**YOUR GOAL:** What follows is a set of records, each of which is to be written out exactly.

**ENTRIES PROVIDED:**
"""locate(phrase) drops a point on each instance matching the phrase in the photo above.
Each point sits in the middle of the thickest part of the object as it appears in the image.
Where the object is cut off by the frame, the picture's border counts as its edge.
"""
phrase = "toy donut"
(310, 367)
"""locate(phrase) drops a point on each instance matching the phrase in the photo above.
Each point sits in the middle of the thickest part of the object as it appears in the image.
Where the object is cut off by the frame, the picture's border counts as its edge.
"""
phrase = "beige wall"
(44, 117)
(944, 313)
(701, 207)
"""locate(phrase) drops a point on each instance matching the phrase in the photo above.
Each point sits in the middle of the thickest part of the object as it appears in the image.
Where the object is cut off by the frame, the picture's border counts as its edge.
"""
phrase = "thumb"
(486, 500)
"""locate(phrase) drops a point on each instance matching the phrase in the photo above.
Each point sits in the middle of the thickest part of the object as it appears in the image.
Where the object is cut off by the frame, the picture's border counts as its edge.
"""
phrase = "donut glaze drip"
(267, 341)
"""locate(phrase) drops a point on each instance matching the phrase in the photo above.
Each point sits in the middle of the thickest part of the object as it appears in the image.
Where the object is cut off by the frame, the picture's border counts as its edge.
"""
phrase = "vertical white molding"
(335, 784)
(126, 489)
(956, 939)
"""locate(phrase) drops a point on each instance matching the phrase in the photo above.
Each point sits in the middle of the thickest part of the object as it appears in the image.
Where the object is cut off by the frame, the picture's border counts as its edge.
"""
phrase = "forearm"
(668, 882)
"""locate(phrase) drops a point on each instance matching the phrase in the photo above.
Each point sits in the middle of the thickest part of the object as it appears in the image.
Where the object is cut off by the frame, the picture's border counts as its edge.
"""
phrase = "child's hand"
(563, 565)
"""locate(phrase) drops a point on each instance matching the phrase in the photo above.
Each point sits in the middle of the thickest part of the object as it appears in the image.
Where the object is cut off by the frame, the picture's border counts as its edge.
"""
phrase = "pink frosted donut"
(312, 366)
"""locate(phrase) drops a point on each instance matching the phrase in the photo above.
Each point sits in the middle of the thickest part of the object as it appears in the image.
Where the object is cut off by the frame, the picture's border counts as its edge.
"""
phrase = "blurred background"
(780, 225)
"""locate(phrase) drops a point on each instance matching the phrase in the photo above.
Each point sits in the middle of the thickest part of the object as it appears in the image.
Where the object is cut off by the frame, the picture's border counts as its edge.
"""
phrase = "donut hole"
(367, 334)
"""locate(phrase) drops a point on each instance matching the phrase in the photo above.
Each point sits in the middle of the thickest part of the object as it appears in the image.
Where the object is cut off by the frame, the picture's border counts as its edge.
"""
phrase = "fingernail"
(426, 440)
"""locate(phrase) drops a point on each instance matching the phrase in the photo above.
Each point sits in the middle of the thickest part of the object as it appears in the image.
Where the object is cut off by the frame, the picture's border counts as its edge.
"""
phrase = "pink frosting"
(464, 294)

**RESPONSE AREA:**
"""locate(phrase) drops a point on each instance matching the phrase in the photo above.
Each point sits in the middle of the thickest part of the object as it appears in the image.
Where the object is cut off by the frame, the picture's border counts as its edge.
"""
phrase = "toy donut"
(310, 367)
"""locate(phrase) drops a point on each instance matching the phrase in the photo above.
Each point sits in the middle of the thickest part of the object as it appears in the image.
Where the object is cut off by the frame, the picture's border counts as its edge.
"""
phrase = "beige wall"
(44, 117)
(944, 313)
(701, 207)
"""locate(phrase) drops a point on each instance matching the phrase in the photo above.
Each point sits in the middle of the thickest part of the object as it appears in the image.
Where the object is cut off by the frame, the picture's border counts as its edge.
"""
phrase = "thumb"
(486, 500)
"""locate(phrase) drops a point on each instance matching the phrase in the photo above.
Each point sits in the middle of the thickest part of the object as it appears in the image.
Where the object is cut off by the frame, the picture's border counts as its edge.
"""
phrase = "donut glaze drip"
(267, 341)
"""locate(phrase) drops a point on each instance matching the phrase in the photo above.
Each point sits in the middle of the thickest part of the object as it appears in the image.
Where the object is cut off by the frame, the picture's border counts as its edge.
"""
phrase = "vertical white molding"
(335, 784)
(126, 489)
(956, 939)
"""locate(phrase) drops a point on each instance matching the phrase in the photo above.
Each point sits in the middle of the thickest part of the object as it appears in the image.
Where the object is cut off by the frame, the picture's border counts as its edge.
"""
phrase = "forearm"
(668, 882)
"""locate(phrase) drops a point on each instance matching the phrase in the photo above.
Each point sits in the middle of the thickest part of the object as it appears in the image.
Where the object is cut off by the frame, the picture's border counts as its edge.
"""
phrase = "child's hand"
(563, 565)
"""locate(phrase) drops a point on each instance matching the phrase in the photo above.
Each point sits in the middle of the thickest part of the object as it appears in the image.
Where the object is cut off by the frame, the picture's border counts as its edge.
"""
phrase = "pink frosted donut"
(312, 366)
"""locate(phrase) drops a point on each instance matching the phrase in the photo above.
Each point sits in the middle of the thickest part of the object as it appears in the image.
Where the object is cut off by the frame, the picture's border counts as its edge.
"""
phrase = "blurred background"
(780, 225)
"""locate(phrase) drops a point on each instance matching the phrase in the photo above.
Each point sits in the middle of the thickest part of the object as it appears in the image.
Where the object is cut off by the frame, the picture's border counts as its edge.
"""
phrase = "donut hole"
(367, 334)
"""locate(phrase) drops a point on each instance matching the phrase in the photo above.
Each point sits in the middle of the thickest part of the object as it appears in the image.
Where the object is cut off by the frame, the picture's border counts as its edge.
"""
phrase = "fingernail"
(426, 440)
"""locate(phrase) drops a point on each instance matching the phrase in the photo above.
Each point sits in the middle of the thickest part of the object as it appears in the image.
Where the object is cut off by the frame, the picture's border counts as its edge.
"""
phrase = "pink frosting"
(464, 294)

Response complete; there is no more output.